§ **THE REQUEST**: Write out exactly the lines from the one with "target | student in white school uniform" through the last line. Pictures stay out.

--- RECORDED DATA ---

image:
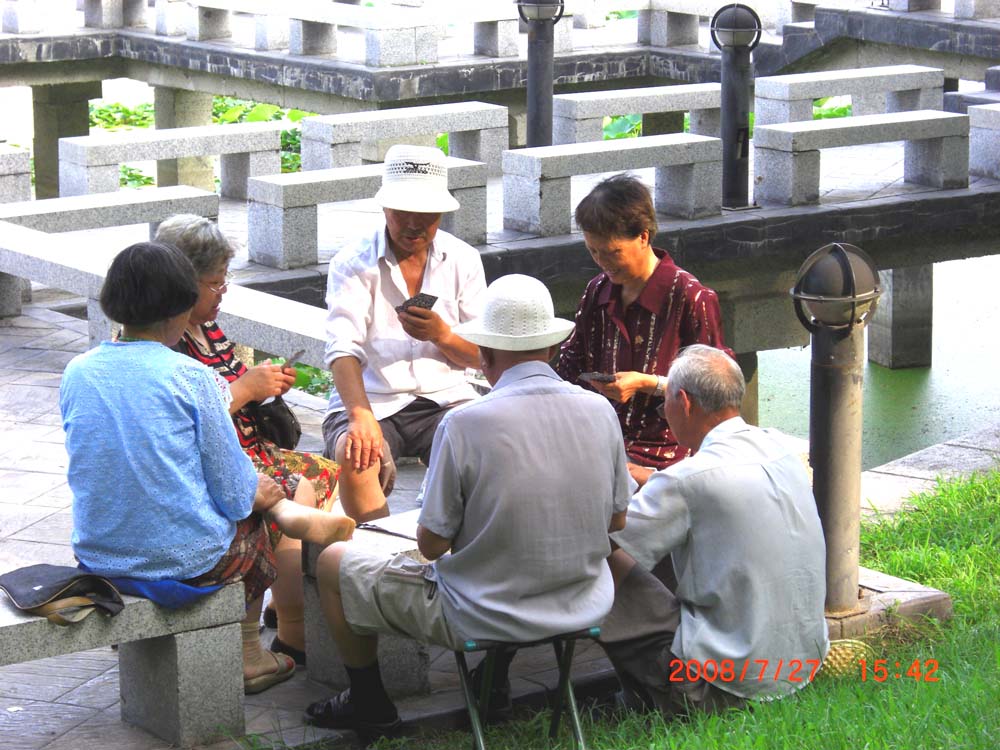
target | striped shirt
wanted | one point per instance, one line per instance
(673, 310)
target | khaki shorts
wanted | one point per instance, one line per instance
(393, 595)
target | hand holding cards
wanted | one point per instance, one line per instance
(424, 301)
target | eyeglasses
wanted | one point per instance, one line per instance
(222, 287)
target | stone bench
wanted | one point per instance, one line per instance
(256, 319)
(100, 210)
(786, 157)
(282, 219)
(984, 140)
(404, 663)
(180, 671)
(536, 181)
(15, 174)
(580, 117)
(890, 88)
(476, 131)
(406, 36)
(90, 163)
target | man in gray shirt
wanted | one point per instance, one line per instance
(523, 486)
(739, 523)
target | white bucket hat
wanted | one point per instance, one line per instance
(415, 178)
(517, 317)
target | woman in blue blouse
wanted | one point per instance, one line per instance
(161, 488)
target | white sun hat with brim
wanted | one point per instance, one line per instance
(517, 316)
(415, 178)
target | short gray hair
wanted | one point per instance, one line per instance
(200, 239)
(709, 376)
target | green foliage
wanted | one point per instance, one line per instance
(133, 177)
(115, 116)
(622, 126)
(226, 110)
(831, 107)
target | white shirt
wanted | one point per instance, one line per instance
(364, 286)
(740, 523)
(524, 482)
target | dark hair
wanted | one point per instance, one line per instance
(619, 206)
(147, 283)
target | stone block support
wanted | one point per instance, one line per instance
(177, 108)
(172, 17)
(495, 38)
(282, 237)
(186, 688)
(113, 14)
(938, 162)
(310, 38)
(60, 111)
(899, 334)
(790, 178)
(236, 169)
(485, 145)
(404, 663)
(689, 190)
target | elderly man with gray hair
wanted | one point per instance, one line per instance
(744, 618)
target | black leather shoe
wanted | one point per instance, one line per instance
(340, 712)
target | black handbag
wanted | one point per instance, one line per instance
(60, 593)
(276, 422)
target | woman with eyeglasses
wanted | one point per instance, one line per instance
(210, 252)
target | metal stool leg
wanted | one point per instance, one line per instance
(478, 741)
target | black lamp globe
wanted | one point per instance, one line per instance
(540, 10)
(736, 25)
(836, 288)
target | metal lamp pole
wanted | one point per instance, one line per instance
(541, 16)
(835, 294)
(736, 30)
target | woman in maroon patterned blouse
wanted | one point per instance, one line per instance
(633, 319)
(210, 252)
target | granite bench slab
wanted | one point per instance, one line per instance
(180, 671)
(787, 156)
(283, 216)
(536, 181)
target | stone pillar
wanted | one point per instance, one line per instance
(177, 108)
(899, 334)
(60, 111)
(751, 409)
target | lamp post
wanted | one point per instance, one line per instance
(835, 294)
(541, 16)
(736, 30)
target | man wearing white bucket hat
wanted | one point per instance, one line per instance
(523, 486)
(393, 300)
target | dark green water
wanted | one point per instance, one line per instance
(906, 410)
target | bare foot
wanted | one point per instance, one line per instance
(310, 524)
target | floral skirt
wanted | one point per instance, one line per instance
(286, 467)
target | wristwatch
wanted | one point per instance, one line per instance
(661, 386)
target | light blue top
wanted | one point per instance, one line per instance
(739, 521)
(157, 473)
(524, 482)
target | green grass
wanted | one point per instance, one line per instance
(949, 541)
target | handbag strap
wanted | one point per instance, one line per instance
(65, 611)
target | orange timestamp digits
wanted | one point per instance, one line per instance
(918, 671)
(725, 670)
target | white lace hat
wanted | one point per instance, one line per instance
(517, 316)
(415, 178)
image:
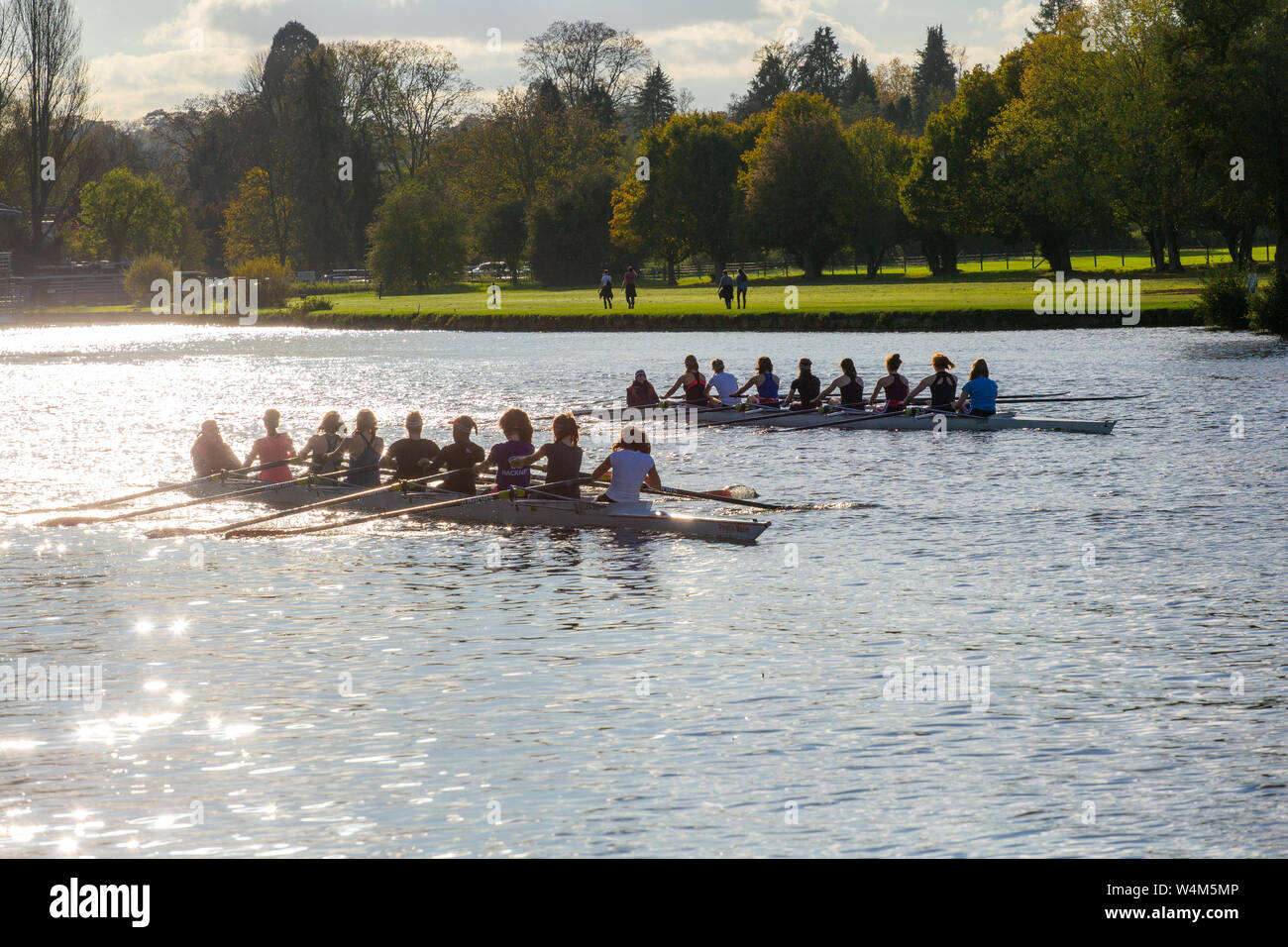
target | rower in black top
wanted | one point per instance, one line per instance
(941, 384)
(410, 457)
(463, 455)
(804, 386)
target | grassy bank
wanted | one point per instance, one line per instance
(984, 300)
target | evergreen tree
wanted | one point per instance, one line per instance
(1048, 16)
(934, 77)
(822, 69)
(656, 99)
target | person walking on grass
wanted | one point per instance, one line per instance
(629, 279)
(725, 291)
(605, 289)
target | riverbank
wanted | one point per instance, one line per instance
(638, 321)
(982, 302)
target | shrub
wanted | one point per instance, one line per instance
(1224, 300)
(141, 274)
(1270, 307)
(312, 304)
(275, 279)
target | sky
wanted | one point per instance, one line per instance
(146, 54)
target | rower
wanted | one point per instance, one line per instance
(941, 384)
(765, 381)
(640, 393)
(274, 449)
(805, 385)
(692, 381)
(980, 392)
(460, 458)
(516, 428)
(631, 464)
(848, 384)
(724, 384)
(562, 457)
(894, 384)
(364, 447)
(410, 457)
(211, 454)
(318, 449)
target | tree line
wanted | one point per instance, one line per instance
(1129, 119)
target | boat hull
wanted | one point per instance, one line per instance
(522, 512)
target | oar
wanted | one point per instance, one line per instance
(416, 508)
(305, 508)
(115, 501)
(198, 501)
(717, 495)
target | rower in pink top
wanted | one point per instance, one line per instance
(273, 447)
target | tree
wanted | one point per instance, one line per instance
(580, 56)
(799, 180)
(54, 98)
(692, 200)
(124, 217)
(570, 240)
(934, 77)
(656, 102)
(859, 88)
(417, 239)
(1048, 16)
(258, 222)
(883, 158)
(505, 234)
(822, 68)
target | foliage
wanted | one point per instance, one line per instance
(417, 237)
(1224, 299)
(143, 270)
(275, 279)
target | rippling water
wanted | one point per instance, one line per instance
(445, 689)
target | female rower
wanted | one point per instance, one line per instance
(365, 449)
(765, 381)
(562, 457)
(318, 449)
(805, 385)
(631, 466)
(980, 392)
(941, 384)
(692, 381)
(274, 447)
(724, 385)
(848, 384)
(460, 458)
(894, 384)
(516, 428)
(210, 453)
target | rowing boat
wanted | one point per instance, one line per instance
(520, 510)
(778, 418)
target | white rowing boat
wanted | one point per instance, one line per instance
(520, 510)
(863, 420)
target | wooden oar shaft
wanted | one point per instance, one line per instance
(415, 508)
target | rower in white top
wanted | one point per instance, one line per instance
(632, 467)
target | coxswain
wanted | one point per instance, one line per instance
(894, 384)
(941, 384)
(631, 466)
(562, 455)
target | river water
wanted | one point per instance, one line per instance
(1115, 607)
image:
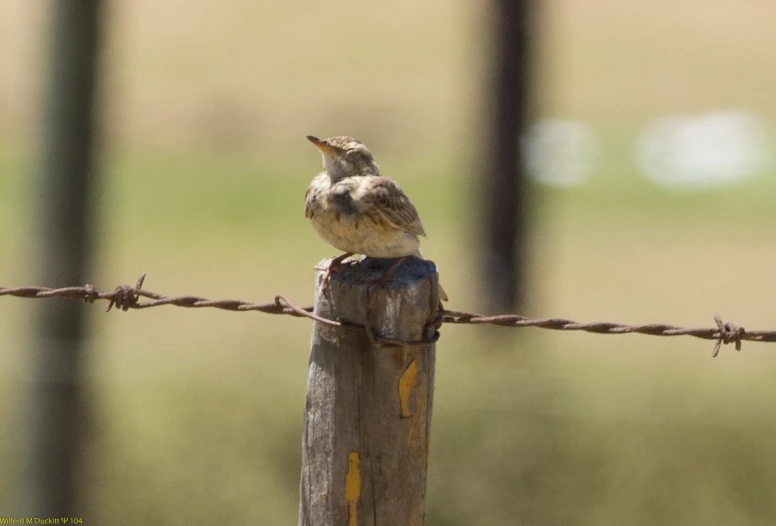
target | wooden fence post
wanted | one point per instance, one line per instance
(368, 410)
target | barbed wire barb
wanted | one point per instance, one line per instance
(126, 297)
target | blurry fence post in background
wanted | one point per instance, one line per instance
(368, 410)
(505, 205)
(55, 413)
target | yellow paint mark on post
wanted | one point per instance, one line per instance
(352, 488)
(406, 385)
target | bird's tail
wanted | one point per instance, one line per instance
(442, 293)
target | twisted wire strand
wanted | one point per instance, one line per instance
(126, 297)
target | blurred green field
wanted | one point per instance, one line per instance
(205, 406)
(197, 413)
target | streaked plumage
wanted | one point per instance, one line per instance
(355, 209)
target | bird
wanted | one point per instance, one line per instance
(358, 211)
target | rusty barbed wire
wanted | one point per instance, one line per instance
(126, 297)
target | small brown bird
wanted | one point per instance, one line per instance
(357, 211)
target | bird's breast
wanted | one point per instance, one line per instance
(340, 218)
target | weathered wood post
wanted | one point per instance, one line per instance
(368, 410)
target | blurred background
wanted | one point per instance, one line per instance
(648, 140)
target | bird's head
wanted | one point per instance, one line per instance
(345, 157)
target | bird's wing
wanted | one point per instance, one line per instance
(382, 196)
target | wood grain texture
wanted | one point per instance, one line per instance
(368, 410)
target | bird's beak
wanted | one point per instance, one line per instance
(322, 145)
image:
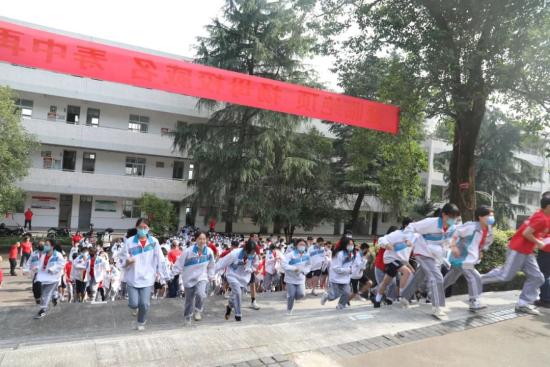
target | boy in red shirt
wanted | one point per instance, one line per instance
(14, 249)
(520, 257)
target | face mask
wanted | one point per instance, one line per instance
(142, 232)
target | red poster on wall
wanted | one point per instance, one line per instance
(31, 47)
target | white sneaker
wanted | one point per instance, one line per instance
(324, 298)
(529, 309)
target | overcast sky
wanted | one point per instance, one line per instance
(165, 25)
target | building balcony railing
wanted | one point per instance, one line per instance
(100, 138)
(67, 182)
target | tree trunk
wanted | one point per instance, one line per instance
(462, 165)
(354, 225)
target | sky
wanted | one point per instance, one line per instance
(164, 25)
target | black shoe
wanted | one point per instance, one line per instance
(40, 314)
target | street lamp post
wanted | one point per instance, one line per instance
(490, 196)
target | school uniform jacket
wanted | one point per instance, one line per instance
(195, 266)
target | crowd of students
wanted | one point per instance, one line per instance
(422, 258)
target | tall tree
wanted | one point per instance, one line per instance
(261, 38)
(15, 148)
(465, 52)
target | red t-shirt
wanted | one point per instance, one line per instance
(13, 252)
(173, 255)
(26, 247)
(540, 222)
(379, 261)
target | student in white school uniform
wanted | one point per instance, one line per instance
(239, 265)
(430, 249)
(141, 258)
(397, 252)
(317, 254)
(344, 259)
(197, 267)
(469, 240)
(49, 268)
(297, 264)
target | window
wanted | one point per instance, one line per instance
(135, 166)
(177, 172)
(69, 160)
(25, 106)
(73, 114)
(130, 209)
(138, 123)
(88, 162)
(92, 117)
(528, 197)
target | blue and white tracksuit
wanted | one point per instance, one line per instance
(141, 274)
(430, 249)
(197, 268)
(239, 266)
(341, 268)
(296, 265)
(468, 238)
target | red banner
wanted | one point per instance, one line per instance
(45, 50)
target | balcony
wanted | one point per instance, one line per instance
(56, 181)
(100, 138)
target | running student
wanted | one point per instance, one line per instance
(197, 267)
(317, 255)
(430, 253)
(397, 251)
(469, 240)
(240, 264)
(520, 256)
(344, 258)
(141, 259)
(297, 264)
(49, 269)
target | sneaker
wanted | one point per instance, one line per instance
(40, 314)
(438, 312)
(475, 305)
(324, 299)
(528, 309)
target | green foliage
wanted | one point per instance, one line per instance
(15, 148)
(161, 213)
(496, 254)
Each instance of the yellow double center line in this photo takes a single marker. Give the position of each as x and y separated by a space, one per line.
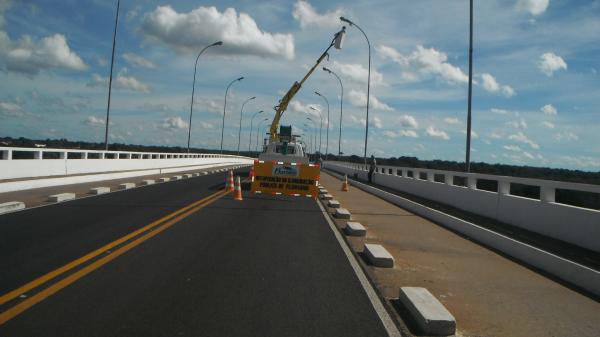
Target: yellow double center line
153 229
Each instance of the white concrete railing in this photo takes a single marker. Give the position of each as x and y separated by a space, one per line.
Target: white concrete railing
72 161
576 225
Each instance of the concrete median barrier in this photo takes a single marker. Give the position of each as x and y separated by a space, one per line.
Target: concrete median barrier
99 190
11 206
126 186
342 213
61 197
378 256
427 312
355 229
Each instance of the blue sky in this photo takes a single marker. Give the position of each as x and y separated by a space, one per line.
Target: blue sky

---

§ **WRITTEN SOLUTION**:
target | student in white school uniform
wanted | one point per instance, one line per instance
(239, 265)
(430, 249)
(141, 258)
(397, 252)
(317, 254)
(344, 259)
(197, 267)
(469, 240)
(49, 268)
(297, 264)
target | window
wanted | one point per instance, one line per instance
(135, 166)
(177, 172)
(69, 160)
(25, 106)
(73, 114)
(130, 209)
(138, 123)
(88, 162)
(92, 117)
(528, 197)
target | blue and white tracksuit
wanted | one point per instance, one line per instance
(141, 274)
(430, 249)
(197, 268)
(239, 266)
(341, 268)
(296, 265)
(468, 238)
target | red banner
wanted | one point per instance, one line per instance
(45, 50)
target | balcony
wanted | one point per instance, one line per instance
(56, 181)
(100, 138)
target | running student
wanted | one point per instance, one line per instance
(197, 267)
(317, 255)
(430, 253)
(397, 251)
(469, 240)
(240, 264)
(520, 256)
(344, 258)
(141, 259)
(297, 264)
(49, 269)
target | sneaker
wanted | one point per instance, one line per instance
(40, 314)
(438, 312)
(475, 305)
(324, 299)
(528, 309)
target | green foliage
wanted | one point per instance, one line per instance
(15, 148)
(161, 213)
(496, 254)
Each instance of the yellow double center line in this photo takes a single marker. Give the position of each as x and y separated by a space, one per line.
Target: yellow double center line
153 229
Each instance of the white concrete railing in this photo takes a single marker. Give the position of each as x and y separated by a space, one per line.
Target: white concrete railing
72 161
576 225
Each instance of the concrete median barrier in this photo takes a single marker. Give the position of each as x and y separated by a space, one per line.
Target: concrete median barrier
99 190
11 206
126 186
342 213
61 197
378 256
427 312
355 229
Each instance of the blue sky in this photo takes a single marker. Give the position of each as x and y separated by a space, one per line.
Target: blue sky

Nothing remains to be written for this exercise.